● **Your task**:
Each line of the data below that holds the word "suit" is to be reported in full.

● **Information provided**:
________
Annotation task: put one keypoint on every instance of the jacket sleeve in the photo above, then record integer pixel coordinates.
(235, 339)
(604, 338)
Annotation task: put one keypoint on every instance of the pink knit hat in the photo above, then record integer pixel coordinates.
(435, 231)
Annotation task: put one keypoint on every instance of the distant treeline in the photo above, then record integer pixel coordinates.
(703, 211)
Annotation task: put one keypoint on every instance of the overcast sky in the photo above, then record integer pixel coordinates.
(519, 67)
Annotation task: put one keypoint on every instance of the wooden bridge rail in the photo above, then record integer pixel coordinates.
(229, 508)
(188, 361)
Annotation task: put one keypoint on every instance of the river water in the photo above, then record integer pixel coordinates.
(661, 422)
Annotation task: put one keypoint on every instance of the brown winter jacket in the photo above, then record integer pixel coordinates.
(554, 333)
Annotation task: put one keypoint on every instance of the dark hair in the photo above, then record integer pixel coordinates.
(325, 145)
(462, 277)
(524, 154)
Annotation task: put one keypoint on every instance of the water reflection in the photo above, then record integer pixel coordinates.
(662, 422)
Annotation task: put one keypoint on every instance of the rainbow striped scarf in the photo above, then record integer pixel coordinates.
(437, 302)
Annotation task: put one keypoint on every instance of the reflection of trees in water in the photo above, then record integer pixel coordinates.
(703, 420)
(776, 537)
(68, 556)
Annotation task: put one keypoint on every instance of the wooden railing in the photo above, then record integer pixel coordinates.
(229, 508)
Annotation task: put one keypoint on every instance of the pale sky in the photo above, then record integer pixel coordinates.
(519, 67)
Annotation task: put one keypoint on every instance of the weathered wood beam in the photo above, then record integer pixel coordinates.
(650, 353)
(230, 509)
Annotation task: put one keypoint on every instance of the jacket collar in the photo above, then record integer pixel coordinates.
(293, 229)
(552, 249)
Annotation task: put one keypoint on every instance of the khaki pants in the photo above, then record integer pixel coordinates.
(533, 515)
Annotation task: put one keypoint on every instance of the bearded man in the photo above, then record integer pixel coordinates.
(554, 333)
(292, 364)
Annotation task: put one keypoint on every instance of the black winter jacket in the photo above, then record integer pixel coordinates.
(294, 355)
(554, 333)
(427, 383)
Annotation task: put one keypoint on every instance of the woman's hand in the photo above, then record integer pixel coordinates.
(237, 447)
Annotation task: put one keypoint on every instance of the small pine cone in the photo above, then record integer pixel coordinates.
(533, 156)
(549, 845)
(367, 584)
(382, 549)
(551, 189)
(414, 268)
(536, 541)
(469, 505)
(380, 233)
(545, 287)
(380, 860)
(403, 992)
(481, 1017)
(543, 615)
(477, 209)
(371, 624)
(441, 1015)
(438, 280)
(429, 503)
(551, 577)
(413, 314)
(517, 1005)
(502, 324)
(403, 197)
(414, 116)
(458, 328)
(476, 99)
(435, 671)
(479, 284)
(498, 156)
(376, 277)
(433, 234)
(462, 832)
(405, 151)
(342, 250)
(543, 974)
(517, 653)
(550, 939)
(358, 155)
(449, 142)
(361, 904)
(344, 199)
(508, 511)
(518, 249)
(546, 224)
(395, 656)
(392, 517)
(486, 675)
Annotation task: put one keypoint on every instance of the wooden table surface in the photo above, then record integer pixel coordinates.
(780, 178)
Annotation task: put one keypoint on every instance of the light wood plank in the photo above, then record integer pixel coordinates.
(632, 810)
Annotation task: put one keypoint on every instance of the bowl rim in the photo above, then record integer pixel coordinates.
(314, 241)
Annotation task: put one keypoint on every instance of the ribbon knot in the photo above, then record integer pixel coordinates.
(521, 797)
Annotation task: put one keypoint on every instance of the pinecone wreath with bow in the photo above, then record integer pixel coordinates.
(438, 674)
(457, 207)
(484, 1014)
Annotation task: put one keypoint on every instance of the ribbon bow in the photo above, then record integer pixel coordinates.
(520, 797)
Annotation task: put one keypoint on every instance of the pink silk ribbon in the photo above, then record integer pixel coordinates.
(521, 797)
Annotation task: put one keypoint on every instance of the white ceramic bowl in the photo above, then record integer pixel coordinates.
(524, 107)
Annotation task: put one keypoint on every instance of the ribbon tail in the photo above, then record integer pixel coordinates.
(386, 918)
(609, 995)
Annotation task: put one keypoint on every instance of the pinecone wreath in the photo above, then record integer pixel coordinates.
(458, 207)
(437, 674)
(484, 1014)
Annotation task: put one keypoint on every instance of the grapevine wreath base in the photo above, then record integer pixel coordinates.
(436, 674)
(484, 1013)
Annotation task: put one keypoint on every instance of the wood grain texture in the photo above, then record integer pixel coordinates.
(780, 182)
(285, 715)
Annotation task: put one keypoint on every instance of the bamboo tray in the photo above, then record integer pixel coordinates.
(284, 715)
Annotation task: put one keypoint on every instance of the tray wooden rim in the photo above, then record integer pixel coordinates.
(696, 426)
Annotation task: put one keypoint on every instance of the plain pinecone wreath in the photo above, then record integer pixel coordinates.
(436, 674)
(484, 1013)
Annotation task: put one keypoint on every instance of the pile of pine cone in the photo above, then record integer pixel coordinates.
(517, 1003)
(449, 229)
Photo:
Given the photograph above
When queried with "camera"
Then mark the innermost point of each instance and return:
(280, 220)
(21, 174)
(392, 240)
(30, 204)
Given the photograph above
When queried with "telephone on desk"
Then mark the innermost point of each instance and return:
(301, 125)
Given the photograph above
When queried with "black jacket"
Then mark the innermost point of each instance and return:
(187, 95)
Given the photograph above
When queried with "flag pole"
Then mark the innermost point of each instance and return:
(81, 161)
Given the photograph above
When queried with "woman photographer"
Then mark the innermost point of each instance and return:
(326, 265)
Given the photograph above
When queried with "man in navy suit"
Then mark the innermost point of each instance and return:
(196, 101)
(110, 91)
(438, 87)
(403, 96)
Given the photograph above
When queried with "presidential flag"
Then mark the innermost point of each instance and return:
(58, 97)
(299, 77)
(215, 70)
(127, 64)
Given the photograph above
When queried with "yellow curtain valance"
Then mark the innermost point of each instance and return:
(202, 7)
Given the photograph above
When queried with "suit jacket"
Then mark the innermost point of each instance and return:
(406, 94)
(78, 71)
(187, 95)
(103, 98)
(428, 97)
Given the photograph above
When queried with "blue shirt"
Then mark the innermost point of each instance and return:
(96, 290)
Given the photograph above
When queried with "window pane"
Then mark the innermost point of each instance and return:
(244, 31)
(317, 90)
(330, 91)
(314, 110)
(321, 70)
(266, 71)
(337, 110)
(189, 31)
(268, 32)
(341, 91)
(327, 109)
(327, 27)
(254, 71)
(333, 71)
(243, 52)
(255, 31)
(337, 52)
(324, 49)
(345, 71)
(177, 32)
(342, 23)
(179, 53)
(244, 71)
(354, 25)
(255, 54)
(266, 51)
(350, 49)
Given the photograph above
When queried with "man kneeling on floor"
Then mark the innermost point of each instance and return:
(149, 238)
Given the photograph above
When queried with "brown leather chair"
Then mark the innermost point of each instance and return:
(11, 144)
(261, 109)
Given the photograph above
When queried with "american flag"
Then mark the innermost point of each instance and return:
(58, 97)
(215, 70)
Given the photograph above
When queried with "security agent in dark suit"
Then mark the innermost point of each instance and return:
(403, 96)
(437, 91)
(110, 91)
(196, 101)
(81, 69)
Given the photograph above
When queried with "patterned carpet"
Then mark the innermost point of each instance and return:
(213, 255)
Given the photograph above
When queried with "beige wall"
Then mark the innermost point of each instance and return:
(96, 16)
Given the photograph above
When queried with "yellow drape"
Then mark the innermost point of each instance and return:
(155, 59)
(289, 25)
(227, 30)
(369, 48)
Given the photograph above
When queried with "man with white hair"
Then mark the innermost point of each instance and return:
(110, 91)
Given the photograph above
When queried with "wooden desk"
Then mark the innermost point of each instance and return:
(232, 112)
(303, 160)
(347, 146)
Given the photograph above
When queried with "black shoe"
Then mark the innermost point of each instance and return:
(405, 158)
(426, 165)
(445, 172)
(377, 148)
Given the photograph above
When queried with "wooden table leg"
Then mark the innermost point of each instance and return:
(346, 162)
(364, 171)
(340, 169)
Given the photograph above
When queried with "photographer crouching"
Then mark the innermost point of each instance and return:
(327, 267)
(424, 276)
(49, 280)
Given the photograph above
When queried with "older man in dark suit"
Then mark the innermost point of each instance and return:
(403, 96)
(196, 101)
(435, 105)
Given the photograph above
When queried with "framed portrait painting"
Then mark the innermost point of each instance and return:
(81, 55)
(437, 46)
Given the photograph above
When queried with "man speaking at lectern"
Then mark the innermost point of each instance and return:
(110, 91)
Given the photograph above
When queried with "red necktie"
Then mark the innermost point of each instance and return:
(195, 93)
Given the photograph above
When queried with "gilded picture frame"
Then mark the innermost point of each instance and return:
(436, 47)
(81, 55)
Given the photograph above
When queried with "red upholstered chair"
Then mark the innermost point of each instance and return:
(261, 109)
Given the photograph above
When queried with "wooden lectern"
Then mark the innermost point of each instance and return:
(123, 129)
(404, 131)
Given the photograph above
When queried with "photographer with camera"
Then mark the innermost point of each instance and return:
________
● **Problem solution**:
When queried with "man in navy suit"
When queried with "suit jacket"
When queried with "security agent in dark suit"
When queried with "older man in dark suit"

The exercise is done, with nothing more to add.